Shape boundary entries
┄┄┄┄┄┄┄┄┄┄┄┄┄┄┄┄┄┄┄┄
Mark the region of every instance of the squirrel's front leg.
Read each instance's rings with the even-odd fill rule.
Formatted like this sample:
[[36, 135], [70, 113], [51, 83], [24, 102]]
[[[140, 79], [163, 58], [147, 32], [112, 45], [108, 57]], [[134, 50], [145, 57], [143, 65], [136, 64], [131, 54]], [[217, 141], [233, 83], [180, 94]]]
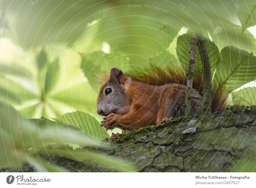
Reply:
┄┄┄┄┄┄┄┄┄┄┄┄┄┄┄┄┄┄┄┄
Each record above should be copied character for character, with pictures dropped.

Mark the region of every instance of the squirrel's front leg.
Read each instance's rings with the even-odd fill rule.
Formatted like this sample:
[[36, 135], [70, 113], [51, 83], [24, 102]]
[[[140, 79], [163, 58], [147, 32], [112, 45], [108, 57]], [[134, 50], [145, 57], [143, 65], [136, 64], [131, 54]], [[217, 141], [233, 83], [180, 94]]]
Reply:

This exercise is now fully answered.